Extrait:
+-------+

Jerry Spring apparaît pour la première fois dans le n° 829 du 4 mars 1954. C’est Spirou et Fantasio eux-mêmes qui l’annoncent sur la couverture du journal : « Sensationnel ! Jijé commence aujourd’hui la publication d’une série cow-boy du tonnerre ! Voyez vite Jerry Spring. » La série met en scène le cow-boy Jerry et son inséparable compagnon mexicain Pancho ainsi que leurs montures respectives, Ruby et Chiquito. Au menu, du grand classique : Shérifs, bandits, notables véreux, attaques de peaux rouges, mine d’or abandonnée… Au fil des épisodes, Jerry le bon samaritain va affronter le Ku Klux kan, défendre les nations indiennes ou encore prendre parti pour la liberté des esclaves noirs. Un héros humaniste, redresseur de tort au cœur pur qui n’aura de cesse d’apporter son aide aux opprimés.

+-------+

Consigne:
Pouvez-vous recopier fidèlement le passage de l'extrait sur Jerry Spring qui commence à « Jerry Spring apparaît » et se termine à « aide aux opprimés. » ?

Données affichées:
+-------+

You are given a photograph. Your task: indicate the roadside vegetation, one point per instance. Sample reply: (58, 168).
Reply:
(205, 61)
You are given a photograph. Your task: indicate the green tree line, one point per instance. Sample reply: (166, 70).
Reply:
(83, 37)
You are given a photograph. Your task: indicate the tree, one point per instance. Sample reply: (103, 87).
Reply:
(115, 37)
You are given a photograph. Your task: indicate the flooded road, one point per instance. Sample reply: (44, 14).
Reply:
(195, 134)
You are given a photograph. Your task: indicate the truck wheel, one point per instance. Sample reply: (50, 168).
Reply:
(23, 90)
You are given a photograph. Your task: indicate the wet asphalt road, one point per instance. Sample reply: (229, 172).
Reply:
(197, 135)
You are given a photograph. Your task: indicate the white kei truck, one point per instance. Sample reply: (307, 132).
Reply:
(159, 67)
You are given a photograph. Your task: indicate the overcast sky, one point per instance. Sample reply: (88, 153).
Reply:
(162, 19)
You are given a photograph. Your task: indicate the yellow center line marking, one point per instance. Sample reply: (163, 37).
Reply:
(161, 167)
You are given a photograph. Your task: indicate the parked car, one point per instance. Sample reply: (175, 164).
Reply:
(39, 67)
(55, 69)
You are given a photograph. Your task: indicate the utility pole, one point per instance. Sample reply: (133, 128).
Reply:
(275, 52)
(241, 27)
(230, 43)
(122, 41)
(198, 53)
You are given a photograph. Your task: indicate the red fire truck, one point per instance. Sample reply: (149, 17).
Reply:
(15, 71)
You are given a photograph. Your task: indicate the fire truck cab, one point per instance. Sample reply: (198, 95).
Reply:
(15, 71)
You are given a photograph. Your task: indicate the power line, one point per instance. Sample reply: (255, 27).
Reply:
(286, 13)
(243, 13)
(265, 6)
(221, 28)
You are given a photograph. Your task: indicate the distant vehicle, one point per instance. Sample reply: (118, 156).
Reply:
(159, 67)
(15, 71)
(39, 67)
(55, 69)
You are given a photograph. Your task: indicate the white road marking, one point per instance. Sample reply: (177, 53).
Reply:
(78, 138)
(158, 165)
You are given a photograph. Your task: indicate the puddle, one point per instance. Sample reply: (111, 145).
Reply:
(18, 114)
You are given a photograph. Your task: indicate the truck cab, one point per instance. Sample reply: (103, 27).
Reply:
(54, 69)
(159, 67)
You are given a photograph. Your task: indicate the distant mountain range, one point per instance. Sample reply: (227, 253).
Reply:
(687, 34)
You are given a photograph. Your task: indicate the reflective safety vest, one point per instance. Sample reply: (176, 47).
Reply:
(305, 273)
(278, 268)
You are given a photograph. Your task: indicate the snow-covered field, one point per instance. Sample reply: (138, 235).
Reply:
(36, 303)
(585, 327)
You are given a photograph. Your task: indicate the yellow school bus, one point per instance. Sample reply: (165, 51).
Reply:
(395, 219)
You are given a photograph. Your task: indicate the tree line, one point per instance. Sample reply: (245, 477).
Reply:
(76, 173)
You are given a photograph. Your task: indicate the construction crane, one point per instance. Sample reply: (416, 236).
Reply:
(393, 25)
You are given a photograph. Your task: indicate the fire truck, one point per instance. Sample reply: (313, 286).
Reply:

+-------+

Réponse:
Jerry Spring apparaît pour la première fois dans le n° 829 du 4 mars 1954. C’est Spirou et Fantasio eux-mêmes qui l’annoncent sur la couverture du journal : « Sensationnel ! Jijé commence aujourd’hui la publication d’une série cow-boy du tonnerre ! Voyez vite Jerry Spring. » La série met en scène le cow-boy Jerry et son inséparable compagnon mexicain Pancho ainsi que leurs montures respectives, Ruby et Chiquito. Au menu, du grand classique : Shérifs, bandits, notables véreux, attaques de peaux rouges, mine d’or abandonnée… Au fil des épisodes, Jerry le bon samaritain va affronter le Ku Klux kan, défendre les nations indiennes ou encore prendre parti pour la liberté des esclaves noirs. Un héros humaniste, redresseur de tort au cœur pur qui n’aura de cesse d’apporter son aide aux opprimés.